== TASK SET ==
a. Answer these from the medical billing and coding text, one line each:
(i) Through 2018, how much is employment for medical records and health information technicians expected to grow?
(ii) What average annual salary does the BLS show for jobs related to medical billing and coding?
(iii) Which state is named as developing statewide electronic health records systems?
b. Please summarize the medical billing and coding text in two sentences.
c. Update the medical billing and coding text by rewriting it from the words "For more information" and ending after "you work for.", with "transcriptionists" changed to "scribes".

== PAGE EXTRACT

For more information on ICD-10 and the changes medical billers and coders can expect, see our article “Guide to Understanding the Upcoming Medical Coding Language.”
Will there be medical billing and coding jobs available in 2020? How much can you expect to earn as an entry level employee in the industry? The U.S. Bureau of Labor Statistics (BLS) shows that employment for medical transcriptionists is expected to increase by 11%, and medical records and health information technicians is expected to increase by 20% through 2018. The BLS also shows that there are 176,090 people around the United States with a job related to medical billing and coding, with an average annual salary of $35,010. Keep in mind that this number varies depending on many things, such as where you work and who you work for.
The Rise of Electronic Records
Increased jobs and a brand new coding language are not the only changes medical billers and coders can expect. Technological advancements in computers are already bringing about change in the field. As states like Mississippi continue to develop statewide electronic health records systems and make paperwork a thing of the past, computer skills are also becoming an essential trait that all medical billers and coders will need to develop when seeking employment in the industry.

====
== MATERIAL SUPPLIED

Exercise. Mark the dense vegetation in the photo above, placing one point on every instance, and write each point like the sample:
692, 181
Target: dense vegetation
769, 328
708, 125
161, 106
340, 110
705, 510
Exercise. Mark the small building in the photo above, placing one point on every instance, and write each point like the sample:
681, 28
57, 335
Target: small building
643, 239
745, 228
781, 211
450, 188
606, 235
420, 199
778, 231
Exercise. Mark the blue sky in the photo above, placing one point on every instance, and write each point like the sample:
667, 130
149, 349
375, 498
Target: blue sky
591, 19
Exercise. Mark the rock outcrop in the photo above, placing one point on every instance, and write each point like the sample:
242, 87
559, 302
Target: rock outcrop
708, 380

====
== MATERIAL SUPPLIED

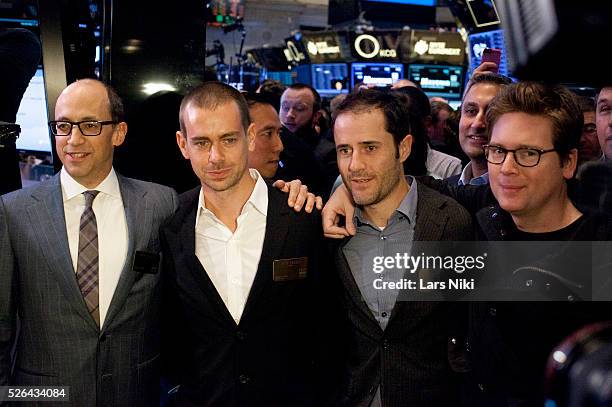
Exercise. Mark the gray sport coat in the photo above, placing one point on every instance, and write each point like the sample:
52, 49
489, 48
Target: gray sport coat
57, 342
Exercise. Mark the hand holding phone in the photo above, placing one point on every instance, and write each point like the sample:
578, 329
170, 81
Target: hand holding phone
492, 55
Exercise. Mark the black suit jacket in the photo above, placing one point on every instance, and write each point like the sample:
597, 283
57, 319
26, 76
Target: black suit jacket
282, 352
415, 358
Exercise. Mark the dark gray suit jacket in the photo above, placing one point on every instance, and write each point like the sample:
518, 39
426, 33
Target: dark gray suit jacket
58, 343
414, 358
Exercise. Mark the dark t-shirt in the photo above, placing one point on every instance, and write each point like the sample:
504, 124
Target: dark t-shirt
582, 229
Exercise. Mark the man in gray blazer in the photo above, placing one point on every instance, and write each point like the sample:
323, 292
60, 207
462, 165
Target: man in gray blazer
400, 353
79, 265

====

== RESPONSE LIST ==
a.
(i) 20%
(ii) $35,010
(iii) Mississippi

b. BLS figures show expected employment growth through 2018 of 11% for medical transcriptionists and 20% for medical records and health information technicians, with 176,090 people in jobs related to medical billing and coding earning an average of $35,010 a year. Besides more jobs and a new coding language, technological advances such as statewide electronic health records systems are making computer skills essential for medical billers and coders.

c.
For more information on ICD-10 and the changes medical billers and coders can expect, see our article “Guide to Understanding the Upcoming Medical Coding Language.”
Will there be medical billing and coding jobs available in 2020? How much can you expect to earn as an entry level employee in the industry? The U.S. Bureau of Labor Statistics (BLS) shows that employment for medical scribes is expected to increase by 11%, and medical records and health information technicians is expected to increase by 20% through 2018. The BLS also shows that there are 176,090 people around the United States with a job related to medical billing and coding, with an average annual salary of $35,010. Keep in mind that this number varies depending on many things, such as where you work and who you work for.